======== Excerpted records
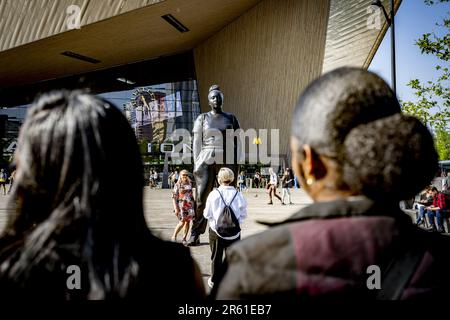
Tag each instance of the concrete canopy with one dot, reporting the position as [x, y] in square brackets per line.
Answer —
[106, 34]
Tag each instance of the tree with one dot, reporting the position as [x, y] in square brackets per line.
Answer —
[433, 97]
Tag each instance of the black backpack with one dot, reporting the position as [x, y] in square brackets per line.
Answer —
[227, 225]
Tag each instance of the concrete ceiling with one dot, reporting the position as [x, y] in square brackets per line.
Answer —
[136, 35]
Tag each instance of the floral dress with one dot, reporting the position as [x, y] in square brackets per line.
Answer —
[183, 194]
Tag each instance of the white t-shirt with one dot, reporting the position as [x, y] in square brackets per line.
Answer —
[273, 179]
[214, 207]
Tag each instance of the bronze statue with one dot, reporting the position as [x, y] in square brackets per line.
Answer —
[209, 148]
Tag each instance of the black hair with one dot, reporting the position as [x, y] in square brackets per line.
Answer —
[389, 159]
[77, 196]
[351, 116]
[337, 102]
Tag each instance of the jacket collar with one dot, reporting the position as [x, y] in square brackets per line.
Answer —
[350, 207]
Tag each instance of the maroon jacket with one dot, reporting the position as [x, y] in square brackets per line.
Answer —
[323, 251]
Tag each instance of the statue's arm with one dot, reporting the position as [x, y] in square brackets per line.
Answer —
[197, 133]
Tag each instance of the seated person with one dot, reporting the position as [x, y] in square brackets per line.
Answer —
[356, 156]
[425, 199]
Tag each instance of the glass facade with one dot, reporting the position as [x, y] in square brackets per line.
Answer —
[155, 111]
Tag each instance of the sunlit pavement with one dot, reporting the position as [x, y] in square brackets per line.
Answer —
[162, 221]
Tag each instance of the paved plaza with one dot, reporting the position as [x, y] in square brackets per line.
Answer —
[162, 221]
[161, 218]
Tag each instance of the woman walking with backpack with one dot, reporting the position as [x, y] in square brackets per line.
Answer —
[221, 202]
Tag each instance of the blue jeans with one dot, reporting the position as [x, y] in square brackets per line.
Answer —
[438, 213]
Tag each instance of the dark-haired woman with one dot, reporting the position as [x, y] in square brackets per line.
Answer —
[356, 156]
[73, 234]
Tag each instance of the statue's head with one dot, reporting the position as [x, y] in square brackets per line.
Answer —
[215, 98]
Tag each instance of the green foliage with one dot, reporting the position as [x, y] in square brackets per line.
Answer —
[432, 105]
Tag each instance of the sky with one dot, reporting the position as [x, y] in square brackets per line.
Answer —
[413, 19]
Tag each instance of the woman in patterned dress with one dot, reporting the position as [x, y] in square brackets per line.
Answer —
[183, 203]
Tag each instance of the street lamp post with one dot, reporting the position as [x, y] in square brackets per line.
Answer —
[391, 22]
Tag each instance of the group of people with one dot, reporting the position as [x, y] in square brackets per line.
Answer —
[353, 152]
[225, 195]
[434, 204]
================
Directions => Transcribe the listing above verbatim. Omit the pictures.

Expected answer =>
Tag each instance of the concrete canopy with one dot, reporting the position as [x, y] in square brackets per line.
Answer —
[106, 34]
Tag each instance of the tree with one dot, reporting the position as [x, y] in square brackets per line.
Answer —
[433, 97]
Tag each instance of the black backpack with one dot, reporting the position as [x, y] in square brackets per line.
Answer —
[227, 225]
Tag each instance of the concrete ceiling with one dot, reporting the position as [x, y] in square brackets per line.
Answer —
[136, 35]
Tag each instance of the floral dress with one dot, reporting the position as [x, y] in square brackets per line.
Answer —
[183, 194]
Tag each instance of the white t-shirt with one dot, reporting the position as [x, y] in square brackets per line.
Answer —
[273, 179]
[214, 207]
Tag each instance of the bronze statue with one dot, reporting the position as [x, y] in square brackets per line.
Answer —
[209, 148]
Tag each instance of the black hair with one dot, reporting the position as [x, y] in square brackets per line.
Answer —
[389, 159]
[77, 196]
[351, 116]
[337, 102]
Tag each instance of the jacket collar with one dot, reporting the position as [x, y] in square brackets per line.
Answer —
[350, 207]
Tag each instance of the maroon jacket with one dot, reporting the position as [x, y] in square brackets per line.
Answer —
[323, 251]
Tag each instance of the statue's arm with one dot, reporting the position as [x, y] in square brackets per line.
Answer —
[197, 133]
Tag each instance of the seated person with one dot, reporting the position as [x, y] in square brackets per line.
Answer —
[356, 156]
[425, 199]
Tag each instance of the glass facade with one dot, reporting the position as [x, y] in square brackets per line.
Answer —
[155, 111]
Tag each instance of the sunlit pavement with one dot, reporting the position as [x, y] in square brackets per line.
Answer —
[162, 221]
Tag each instance of the paved plaza with one dot, reporting the position as [x, y] in square brackets per line.
Answer —
[162, 221]
[161, 218]
Tag each instance of the woman walking with backpack with one dot, reporting the position as [x, y] in square brackets per line.
Answer —
[221, 202]
Tag each instance of the blue jeans with one dot, reporting the position as [x, y] in square brackets per line.
Answer —
[438, 213]
Tag each instance of the dark-haired woman with one dot, reporting the position as [x, y] in square brackets per line.
Answer —
[356, 156]
[73, 234]
Tag each instance of the statue's head with one dot, reporting the position as [x, y] in square brackets per line.
Answer —
[215, 98]
Tag each instance of the green foliage with one dot, reporting the position as [x, y] in square brackets per line.
Answer —
[432, 105]
Tag each instance of the sky with one dot, reporting the position as [x, y] in square brackets per line.
Answer —
[413, 19]
Tag each instance of the woman in patterned dress with one dot, reporting the position as [x, y] in square brackets per line.
Answer —
[183, 203]
Tag each instance of the street lamp post with one dot, reporting the position as [x, y] in square brackets per line.
Answer —
[391, 22]
Tag each instance of the group of people with one dot, reporting the position as [x, y] in square brackets per line.
Answer —
[353, 152]
[225, 195]
[434, 204]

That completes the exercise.